Starting at the line that contains "Would you be able to indicate the out-of-focus", restate each line word for word through the final line of the data, keeping both ends.

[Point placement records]
## BEGIN
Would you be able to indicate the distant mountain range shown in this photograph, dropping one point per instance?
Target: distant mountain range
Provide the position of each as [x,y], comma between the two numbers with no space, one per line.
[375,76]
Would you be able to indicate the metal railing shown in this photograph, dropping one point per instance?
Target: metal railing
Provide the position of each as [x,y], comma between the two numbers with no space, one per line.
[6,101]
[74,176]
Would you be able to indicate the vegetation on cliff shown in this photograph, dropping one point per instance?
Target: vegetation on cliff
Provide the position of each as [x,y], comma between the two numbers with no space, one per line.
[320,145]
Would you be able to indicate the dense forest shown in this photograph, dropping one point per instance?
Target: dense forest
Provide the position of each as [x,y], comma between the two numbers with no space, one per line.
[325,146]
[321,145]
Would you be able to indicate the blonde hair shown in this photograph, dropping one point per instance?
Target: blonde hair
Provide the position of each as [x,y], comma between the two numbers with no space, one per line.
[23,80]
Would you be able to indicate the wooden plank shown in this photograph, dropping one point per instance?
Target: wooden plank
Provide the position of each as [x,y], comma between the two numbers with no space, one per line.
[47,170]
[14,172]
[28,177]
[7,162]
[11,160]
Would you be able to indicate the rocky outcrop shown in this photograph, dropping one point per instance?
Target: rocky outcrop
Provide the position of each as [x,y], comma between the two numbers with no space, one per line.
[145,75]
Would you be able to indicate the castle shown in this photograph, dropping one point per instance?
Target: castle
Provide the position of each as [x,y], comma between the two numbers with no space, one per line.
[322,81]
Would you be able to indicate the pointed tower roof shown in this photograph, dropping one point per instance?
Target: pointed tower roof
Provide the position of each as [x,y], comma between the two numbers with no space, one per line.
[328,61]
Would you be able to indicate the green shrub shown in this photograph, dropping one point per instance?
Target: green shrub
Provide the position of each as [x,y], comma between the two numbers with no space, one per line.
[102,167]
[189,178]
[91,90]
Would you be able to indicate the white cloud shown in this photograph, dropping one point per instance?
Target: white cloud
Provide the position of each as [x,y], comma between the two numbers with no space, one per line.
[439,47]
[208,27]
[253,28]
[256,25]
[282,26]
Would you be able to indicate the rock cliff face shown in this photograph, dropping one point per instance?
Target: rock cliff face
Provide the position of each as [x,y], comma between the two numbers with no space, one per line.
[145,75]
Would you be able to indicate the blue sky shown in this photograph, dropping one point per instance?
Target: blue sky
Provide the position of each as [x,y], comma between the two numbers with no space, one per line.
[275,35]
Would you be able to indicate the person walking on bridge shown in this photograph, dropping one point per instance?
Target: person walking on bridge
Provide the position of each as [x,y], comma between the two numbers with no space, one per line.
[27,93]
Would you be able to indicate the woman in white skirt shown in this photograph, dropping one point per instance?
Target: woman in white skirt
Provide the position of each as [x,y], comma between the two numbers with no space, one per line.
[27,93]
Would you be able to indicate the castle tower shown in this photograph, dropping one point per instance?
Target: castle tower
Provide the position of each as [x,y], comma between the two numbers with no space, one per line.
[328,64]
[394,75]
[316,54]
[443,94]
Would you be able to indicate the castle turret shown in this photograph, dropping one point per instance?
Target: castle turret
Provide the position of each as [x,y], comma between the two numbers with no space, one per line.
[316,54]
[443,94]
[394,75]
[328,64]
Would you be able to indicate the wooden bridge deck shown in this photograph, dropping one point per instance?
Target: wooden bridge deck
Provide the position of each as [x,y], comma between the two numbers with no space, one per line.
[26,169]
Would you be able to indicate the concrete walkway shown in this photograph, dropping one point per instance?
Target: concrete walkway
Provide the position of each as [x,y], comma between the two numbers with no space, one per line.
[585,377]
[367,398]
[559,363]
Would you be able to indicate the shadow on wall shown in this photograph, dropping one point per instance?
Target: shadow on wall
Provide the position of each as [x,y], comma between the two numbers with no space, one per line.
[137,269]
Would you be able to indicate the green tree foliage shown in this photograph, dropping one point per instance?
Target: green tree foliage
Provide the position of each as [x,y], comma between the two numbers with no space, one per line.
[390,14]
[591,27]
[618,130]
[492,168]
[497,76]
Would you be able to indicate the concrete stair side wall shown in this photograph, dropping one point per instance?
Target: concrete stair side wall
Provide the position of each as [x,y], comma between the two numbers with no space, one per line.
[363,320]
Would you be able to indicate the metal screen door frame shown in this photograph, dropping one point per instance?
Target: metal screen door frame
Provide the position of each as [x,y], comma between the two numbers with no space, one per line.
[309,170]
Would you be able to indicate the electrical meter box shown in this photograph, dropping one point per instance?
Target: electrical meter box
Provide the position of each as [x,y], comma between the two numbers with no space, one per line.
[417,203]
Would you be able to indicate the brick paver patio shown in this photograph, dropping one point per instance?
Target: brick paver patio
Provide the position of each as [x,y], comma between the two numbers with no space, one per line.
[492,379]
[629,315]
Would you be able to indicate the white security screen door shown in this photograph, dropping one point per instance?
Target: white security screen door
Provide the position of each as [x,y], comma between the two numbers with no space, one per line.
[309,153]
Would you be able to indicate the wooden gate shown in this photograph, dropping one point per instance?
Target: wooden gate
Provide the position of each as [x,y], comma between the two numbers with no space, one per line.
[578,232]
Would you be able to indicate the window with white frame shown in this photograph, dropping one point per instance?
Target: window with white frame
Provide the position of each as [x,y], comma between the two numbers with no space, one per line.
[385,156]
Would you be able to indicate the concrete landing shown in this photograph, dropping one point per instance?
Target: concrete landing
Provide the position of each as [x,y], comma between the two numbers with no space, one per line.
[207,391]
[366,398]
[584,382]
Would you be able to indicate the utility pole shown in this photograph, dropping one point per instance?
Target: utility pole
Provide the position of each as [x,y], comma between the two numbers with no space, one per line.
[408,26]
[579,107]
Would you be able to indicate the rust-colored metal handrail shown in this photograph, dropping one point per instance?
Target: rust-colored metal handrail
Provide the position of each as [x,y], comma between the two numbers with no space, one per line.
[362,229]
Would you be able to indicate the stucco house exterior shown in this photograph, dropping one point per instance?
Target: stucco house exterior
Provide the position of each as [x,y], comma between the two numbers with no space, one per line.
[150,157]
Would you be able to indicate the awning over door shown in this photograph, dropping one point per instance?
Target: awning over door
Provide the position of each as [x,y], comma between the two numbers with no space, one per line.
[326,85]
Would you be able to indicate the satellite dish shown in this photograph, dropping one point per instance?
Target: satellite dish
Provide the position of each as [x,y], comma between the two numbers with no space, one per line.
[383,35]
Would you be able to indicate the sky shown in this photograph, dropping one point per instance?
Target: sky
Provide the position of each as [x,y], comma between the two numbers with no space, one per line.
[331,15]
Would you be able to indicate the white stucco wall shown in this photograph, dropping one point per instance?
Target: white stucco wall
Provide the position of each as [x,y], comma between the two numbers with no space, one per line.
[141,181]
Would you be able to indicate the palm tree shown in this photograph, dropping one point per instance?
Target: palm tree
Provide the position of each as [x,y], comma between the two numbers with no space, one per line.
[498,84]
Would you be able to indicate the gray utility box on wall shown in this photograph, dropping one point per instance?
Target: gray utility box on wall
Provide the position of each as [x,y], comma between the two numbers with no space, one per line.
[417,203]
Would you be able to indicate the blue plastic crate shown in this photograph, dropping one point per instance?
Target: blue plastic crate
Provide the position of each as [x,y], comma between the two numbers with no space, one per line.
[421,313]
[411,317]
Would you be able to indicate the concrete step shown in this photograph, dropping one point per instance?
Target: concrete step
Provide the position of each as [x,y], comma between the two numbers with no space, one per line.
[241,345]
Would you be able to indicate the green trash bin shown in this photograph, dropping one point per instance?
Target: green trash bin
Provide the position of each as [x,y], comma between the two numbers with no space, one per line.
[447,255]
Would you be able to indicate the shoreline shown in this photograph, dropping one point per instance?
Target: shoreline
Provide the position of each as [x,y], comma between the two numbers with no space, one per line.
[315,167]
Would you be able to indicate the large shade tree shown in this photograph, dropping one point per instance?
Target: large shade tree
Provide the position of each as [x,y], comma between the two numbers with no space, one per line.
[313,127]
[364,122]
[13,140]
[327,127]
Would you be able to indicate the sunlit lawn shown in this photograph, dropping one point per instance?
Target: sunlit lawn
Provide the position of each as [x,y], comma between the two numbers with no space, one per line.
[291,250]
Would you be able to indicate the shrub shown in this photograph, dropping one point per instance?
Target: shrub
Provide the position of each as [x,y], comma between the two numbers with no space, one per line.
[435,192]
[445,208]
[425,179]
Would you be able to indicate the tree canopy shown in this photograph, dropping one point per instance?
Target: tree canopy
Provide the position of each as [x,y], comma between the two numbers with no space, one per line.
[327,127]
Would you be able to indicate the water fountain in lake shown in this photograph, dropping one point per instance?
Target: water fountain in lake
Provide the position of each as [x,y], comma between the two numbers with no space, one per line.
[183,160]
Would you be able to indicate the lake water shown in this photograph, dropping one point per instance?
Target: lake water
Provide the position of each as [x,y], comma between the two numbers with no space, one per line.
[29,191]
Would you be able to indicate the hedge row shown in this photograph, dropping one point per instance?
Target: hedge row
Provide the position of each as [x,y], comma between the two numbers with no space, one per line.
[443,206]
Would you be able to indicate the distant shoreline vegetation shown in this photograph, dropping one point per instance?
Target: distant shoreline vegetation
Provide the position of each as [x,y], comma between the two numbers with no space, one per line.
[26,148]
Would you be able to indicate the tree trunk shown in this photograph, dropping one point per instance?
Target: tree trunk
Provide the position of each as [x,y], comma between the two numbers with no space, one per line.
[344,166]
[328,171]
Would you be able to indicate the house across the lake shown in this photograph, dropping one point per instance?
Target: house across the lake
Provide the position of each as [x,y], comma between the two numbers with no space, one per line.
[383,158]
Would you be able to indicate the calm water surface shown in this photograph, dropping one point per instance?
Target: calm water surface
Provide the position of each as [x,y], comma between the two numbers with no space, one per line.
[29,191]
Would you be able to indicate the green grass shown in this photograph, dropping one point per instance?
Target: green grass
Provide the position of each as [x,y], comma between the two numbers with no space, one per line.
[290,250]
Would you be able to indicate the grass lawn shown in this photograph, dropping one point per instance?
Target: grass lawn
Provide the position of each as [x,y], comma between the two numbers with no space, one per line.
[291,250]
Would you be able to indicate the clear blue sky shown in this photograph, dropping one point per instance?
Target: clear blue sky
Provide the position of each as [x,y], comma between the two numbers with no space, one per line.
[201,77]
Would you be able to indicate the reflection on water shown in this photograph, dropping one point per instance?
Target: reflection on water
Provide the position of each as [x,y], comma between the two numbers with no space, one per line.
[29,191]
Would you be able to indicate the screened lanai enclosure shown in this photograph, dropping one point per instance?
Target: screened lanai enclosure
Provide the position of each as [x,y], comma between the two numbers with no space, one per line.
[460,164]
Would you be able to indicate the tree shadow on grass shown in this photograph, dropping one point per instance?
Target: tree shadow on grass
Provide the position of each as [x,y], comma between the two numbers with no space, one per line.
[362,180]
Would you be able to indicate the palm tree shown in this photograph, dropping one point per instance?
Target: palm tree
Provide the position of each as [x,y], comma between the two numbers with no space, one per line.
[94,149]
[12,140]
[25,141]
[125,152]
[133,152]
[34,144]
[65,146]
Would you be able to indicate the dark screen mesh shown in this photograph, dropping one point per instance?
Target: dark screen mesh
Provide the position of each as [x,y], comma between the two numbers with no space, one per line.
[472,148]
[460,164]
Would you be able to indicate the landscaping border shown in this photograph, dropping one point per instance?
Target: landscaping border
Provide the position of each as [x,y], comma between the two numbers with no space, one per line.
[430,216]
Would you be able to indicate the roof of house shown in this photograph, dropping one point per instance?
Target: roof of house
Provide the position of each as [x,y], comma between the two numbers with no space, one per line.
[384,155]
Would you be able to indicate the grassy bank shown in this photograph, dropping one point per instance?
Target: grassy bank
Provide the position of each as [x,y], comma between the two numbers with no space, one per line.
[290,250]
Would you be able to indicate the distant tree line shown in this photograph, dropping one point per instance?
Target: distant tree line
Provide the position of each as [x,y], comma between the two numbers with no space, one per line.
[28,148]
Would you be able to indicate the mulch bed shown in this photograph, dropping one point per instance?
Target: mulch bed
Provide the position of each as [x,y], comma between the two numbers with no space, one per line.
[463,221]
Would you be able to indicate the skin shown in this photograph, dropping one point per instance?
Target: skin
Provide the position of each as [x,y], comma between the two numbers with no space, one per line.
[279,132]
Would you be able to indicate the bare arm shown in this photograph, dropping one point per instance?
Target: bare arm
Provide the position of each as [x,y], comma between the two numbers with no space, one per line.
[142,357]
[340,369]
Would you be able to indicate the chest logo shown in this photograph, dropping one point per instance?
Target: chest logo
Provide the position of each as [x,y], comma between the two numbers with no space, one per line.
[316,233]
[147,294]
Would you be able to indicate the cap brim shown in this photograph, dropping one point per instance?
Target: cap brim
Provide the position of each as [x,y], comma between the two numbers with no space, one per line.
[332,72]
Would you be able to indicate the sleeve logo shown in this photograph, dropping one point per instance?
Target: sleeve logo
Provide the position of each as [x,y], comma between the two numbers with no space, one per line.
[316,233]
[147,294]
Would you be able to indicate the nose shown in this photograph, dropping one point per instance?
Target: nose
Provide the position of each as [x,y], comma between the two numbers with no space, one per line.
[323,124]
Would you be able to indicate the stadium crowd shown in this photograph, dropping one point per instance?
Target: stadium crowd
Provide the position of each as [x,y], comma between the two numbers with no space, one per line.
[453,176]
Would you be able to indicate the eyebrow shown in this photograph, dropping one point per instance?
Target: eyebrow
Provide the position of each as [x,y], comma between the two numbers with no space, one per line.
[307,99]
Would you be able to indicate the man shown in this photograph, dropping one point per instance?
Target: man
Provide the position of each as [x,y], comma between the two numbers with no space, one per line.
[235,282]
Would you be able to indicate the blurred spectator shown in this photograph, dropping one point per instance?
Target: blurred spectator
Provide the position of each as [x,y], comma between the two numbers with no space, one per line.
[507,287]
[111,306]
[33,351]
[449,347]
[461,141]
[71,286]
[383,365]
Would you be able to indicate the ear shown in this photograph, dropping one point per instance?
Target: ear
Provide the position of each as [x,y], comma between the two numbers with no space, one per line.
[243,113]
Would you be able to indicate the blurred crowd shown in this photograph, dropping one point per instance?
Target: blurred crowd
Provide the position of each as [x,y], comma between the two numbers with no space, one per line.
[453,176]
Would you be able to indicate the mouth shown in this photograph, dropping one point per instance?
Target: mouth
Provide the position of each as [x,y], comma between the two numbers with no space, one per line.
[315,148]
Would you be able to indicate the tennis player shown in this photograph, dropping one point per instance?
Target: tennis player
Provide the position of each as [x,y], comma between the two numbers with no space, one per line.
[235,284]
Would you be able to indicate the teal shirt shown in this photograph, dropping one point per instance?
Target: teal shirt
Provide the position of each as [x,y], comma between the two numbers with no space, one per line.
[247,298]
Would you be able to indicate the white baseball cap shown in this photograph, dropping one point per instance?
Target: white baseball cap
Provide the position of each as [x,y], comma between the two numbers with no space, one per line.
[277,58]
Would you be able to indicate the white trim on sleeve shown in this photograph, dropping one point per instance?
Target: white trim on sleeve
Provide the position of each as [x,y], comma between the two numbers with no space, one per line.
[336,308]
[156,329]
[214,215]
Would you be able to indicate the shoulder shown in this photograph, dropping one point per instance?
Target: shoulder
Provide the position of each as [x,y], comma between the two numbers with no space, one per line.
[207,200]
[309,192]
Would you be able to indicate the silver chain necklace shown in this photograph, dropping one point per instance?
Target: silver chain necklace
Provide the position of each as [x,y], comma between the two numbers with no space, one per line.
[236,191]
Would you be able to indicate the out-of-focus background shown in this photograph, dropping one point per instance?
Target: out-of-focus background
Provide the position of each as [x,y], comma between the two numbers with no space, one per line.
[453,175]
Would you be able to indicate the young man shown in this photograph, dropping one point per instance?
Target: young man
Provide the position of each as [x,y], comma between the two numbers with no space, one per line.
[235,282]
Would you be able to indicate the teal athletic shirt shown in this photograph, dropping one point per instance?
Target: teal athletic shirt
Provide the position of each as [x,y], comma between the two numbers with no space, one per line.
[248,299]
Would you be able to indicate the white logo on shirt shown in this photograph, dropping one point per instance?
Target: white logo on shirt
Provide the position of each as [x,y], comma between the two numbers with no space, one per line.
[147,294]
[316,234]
## END
[ANSWER IN FULL]
Would you be able to indicate the out-of-focus background shown in this photograph, dropping one point per instance?
Target: out-of-focus background
Provide the position of each as [x,y], comma between the two numbers with no space, one per line.
[453,175]
Would you be able to indicate the young man shown in this photograph, dropping one point per instance?
Target: young man
Provide the position of each as [x,y], comma between the two numbers with no space, one per line.
[235,282]
Would you be able to indicate the teal athletic shirt shown in this photograph, dropping one point per instance?
Target: teal athletic shirt
Provide the position of each as [x,y], comma between the two numbers with no space, one per line.
[248,299]
Would you be able to indicate the white logo on shirt shown in this photograph, dropping one point per instance?
Target: white logo on shirt
Provide the position of each as [x,y], comma between the two numbers with no space, one per line.
[147,294]
[316,234]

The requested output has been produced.